## Exercise tasks:
1. List the steps of the efficient approach from the article on the longest subarray with a sum not divisible by X.
2. In the article on the longest subarray with a sum not divisible by X, what time complexity does the naive approach have?
3. Continue the article on the longest subarray with a sum not divisible by X from the point where it stops.

## Extract:
* * * *
Longest subarray with sum not divisible by X

Given an array arr[] and an integer X, the task is to print the longest subarray such that the sum of its elements isn’t divisible by X. If no such subarray exists, print “-1”.
Note: If more than one subarray exists with the given property, print any one of them.
Examples:

Input: arr[] = {1, 2, 3} X = 3
Output: 2 3
Explanation:
The subarray {2, 3} has a sum of elements 5, which isn’t divisible by 3.
Input: arr[] = {2, 6} X = 2
Output: -1
Explanation:
All possible subarrays {1}, {2}, {1, 2} have an even sum.
Therefore, the answer is -1.

Naive Approach: The simplest approach to solve the problem is to generate all possible subarrays and keep calculating its sum. If any subarray is found to have sum not divisible by X, compare the length with maximum length obtained(maxm) and update the maxm accordingly and update the starting index and ending index of the subarray. Finally, print the subarray having the stored starting and ending indices. If there is no such subarray then print “-1”.
Time Complexity: O(N²)
Auxiliary Space: O(1)

Efficient Approach: To optimize the above approach we will find the prefix and suffix array sum. Follow the steps below:

Generate the prefix sum array and suffix sum array.
Iterate from [0, N – 1] using Two Pointers and choose the prefix and suffix sum of the element at each index which is not divisible by X. Store the starting index and ending index of the subarray.
After completing the above steps, if there exist a subarray with sum not divisible by X, then print the subarray having the stored starting and ending indices.
If there is no such subarray then print “-1”.

Below is the implementation of the above approach:

C++

#include <iostream> 
// C++ Program to implement 
// the above approach 
#include <bits/stdc++.h> 
using namespace std; 
  
// Function to print the longest 
// subarray with sum of elements 
// not divisible by X 
void max_length(int N, int x, 
                vector<int>& v)
* * * *
Coordinate annotation entries
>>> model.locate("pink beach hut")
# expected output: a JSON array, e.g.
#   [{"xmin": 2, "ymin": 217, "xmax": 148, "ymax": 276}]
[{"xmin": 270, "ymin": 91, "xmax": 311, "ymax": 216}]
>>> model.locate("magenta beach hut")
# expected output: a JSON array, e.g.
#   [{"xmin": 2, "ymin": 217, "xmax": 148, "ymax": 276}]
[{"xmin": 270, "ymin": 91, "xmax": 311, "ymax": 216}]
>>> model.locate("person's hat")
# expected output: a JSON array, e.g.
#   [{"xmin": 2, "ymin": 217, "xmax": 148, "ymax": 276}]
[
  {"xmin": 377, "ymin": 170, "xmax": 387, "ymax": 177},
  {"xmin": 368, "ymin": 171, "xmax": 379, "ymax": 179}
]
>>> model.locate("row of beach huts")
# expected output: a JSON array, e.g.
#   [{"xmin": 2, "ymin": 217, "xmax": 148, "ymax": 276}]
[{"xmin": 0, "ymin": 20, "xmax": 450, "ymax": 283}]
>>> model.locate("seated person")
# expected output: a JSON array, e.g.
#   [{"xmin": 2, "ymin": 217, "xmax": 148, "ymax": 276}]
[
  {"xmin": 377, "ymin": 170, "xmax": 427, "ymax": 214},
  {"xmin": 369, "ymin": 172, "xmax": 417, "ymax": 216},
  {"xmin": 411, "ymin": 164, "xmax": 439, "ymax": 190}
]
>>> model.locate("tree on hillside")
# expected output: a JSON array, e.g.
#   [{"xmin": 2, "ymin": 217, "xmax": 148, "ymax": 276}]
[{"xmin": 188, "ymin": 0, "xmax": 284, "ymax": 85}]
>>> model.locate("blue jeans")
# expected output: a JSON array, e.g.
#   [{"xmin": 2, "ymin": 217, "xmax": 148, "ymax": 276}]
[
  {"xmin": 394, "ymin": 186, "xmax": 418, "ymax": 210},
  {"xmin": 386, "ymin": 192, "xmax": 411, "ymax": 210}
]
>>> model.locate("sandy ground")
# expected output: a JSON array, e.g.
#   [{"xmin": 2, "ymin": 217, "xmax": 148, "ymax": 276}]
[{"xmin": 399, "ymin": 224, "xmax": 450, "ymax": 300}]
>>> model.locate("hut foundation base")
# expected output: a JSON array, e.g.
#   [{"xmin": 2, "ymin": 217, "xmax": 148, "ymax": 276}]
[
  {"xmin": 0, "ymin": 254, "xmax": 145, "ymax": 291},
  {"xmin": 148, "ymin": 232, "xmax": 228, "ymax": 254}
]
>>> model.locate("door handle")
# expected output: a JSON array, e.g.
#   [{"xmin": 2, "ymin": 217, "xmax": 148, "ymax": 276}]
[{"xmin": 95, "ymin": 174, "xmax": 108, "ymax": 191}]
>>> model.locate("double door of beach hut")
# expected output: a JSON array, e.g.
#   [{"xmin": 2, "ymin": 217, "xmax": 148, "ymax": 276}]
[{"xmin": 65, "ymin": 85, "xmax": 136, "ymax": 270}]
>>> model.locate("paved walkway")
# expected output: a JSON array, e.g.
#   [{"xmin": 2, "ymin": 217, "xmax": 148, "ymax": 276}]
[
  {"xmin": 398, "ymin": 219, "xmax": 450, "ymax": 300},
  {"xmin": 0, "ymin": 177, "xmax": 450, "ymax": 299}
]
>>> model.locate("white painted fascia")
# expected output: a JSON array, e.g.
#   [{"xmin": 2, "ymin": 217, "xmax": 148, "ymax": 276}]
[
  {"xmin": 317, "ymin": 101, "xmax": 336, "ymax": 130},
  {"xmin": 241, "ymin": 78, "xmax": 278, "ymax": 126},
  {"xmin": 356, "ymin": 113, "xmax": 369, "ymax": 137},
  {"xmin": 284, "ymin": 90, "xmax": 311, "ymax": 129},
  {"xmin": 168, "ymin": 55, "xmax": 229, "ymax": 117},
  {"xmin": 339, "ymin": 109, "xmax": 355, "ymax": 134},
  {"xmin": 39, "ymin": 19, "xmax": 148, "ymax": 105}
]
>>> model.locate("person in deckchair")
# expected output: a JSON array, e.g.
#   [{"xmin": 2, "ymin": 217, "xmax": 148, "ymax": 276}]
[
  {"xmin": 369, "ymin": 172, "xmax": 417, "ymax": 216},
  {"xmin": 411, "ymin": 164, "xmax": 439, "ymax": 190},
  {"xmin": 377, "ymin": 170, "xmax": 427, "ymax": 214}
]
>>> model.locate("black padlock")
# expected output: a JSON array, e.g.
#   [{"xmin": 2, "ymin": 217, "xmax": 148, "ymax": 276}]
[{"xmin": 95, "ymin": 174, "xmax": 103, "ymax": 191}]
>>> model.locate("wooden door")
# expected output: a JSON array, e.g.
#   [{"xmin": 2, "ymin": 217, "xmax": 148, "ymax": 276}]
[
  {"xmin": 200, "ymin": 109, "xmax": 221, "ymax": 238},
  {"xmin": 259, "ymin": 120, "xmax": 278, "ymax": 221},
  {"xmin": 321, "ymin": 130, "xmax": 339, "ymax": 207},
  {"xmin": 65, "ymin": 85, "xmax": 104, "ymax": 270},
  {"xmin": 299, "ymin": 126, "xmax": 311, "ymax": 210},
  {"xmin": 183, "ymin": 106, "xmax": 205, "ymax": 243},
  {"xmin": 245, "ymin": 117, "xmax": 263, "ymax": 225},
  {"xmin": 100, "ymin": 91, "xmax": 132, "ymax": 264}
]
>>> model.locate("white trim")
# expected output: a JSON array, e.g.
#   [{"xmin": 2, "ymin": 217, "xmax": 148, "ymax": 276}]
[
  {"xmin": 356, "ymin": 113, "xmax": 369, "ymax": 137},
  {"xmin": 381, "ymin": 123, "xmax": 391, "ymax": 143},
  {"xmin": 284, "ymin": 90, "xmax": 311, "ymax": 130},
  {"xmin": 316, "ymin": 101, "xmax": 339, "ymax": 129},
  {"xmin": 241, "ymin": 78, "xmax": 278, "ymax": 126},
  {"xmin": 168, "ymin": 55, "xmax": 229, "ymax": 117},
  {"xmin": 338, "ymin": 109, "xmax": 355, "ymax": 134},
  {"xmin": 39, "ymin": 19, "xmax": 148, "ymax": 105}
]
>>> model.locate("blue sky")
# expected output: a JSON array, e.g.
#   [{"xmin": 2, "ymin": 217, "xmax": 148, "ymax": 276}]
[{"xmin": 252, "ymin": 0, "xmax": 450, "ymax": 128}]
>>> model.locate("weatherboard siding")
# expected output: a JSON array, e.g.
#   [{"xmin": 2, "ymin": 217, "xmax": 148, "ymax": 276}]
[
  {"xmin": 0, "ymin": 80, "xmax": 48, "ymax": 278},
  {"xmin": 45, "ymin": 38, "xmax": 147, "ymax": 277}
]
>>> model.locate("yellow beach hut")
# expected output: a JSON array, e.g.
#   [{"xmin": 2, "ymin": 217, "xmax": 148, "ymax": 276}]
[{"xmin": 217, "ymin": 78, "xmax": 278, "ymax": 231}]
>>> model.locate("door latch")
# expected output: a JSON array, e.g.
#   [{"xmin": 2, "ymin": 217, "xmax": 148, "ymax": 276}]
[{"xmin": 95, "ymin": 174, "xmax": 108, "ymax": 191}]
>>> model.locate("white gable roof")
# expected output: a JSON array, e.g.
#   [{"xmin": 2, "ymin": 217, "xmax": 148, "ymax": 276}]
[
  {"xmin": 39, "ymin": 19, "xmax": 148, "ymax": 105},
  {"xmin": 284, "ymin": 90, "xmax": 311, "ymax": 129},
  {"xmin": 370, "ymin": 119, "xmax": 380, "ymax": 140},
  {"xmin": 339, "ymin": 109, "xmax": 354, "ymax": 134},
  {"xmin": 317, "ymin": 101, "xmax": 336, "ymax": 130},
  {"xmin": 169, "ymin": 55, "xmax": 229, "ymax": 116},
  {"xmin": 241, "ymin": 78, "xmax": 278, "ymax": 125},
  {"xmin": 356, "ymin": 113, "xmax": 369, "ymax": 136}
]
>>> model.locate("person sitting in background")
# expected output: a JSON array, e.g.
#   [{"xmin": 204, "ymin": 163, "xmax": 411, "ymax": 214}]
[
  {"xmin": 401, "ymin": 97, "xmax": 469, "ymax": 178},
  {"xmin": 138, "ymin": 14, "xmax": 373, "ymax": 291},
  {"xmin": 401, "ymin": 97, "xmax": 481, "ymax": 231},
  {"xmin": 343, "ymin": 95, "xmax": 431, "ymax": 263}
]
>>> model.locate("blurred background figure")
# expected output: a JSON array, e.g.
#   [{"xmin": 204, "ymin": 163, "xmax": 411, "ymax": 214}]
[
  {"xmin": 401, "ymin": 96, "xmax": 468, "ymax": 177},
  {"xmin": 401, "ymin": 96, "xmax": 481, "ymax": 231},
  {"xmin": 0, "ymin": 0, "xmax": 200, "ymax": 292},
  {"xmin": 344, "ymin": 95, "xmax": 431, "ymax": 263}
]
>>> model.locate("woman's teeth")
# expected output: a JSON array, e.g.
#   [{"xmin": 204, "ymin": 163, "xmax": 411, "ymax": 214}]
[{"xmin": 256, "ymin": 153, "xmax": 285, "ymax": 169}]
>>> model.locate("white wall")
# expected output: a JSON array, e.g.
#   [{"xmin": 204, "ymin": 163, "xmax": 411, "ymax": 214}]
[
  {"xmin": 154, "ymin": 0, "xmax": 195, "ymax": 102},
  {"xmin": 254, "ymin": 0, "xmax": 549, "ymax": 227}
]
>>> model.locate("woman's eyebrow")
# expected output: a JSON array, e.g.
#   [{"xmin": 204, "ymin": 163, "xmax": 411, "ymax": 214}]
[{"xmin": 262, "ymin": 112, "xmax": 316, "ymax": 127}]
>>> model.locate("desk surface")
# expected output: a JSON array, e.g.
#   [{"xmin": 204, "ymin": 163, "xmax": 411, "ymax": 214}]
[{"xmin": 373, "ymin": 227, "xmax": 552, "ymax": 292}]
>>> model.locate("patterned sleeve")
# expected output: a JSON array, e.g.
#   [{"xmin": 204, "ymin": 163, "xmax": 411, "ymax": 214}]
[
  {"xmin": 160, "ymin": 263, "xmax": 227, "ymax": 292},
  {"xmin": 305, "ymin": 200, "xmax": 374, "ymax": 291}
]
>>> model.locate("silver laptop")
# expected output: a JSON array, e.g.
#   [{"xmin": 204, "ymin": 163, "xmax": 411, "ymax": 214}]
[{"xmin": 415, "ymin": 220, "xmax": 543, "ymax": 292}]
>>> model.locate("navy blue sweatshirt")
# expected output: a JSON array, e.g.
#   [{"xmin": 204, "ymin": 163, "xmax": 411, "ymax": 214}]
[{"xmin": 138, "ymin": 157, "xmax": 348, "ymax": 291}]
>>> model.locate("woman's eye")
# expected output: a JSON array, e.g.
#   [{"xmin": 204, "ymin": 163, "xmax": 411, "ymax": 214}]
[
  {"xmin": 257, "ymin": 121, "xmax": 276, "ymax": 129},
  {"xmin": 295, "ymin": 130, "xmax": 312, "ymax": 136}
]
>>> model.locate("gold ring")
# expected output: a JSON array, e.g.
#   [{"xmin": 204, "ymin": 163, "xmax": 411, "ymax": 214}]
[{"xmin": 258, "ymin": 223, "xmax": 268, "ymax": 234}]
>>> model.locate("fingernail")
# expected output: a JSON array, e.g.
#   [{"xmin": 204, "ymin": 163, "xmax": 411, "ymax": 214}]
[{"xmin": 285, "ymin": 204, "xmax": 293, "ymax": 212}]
* * * *
## Answers for the tasks:
1.
1. Generate the prefix sum array and suffix sum array.
2. Iterate from [0, N – 1] using Two Pointers and choose the prefix and suffix sum of the element at each index which is not divisible by X. Store the starting index and ending index of the subarray.
3. After completing the above steps, if there exist a subarray with sum not divisible by X, then print the subarray having the stored starting and ending indices.
4. If there is no such subarray then print "-1".

2. O(N²)

3.
{ 
    int i, a; 
  
    // Pref[] stores the prefix sum 
    // Suff[] stores the suffix sum 
    vector<int> preff, suff; 
    int ct = 0; 
  
    for (i = 0; i < N; i++) { 
  
        a = v[i]; 
  
        // If array element is 
        // divisibile by x 
        if (a % x == 0) { 
  
            // Increase count 
            ct += 1; 
        } 
    } 
  
    // If all the array elements 
    // are divisible by x 
    if (ct == N) { 
  
        // No subarray possible 
        cout << -1 << endl; 
        return; 
    } 
  
    // Reverse v to calculate the 
    // suffix sum 
    reverse(v.begin(), v.end()); 
  
    suff.push_back(v[0]); 
  
    // Calculate the suffix sum 
    for (i = 1; i < N; i++) { 
        suff.push_back(v[i] 
                       + suff[i - 1]); 
    } 
  
    // Reverse to original form 
    reverse(v.begin(), v.end()); 
  
    // Reverse the suffix sum array 
    reverse(suff.begin(), suff.end()); 
  
    preff.push_back(v[0]); 
  
    // Calculate the prefix sum 
    for (i = 1; i < N; i++) { 
        preff.push_back(v[i] 
                        + preff[i - 1]); 
    } 
  
    int ans = 0; 
  
    // Stores the starting index 
    // of required subarray 
    int lp = 0; 
  
    // Stores the ending index 
    // of required subarray 
    int rp = N - 1; 
  
    for (i = 0; i < N; i++) { 
  
        // If suffix sum till i-th 
        // index is not divisible by x 
        if (suff[i] % x != 0 
            && (ans < (N - 1))) { 
  
            lp = i; 
            rp = N - 1; 
  
            // Update the answer 
            ans = max(ans, N - i); 
        } 
  
        // If prefix sum till i-th 
        // index is not divisible by x 
        if (preff[i] % x != 0 
            && (ans < (i + 1))) { 
  
            lp = 0; 
            rp = i; 
  
            // Update the answer 
            ans = max(ans, i + 1); 
        } 
    } 
  
    // Print the longest subarray 
    for (i = lp; i <= rp; i++) { 
        cout << v[i] << " "; 
    } 
} 
  
// Driver Code 
int main()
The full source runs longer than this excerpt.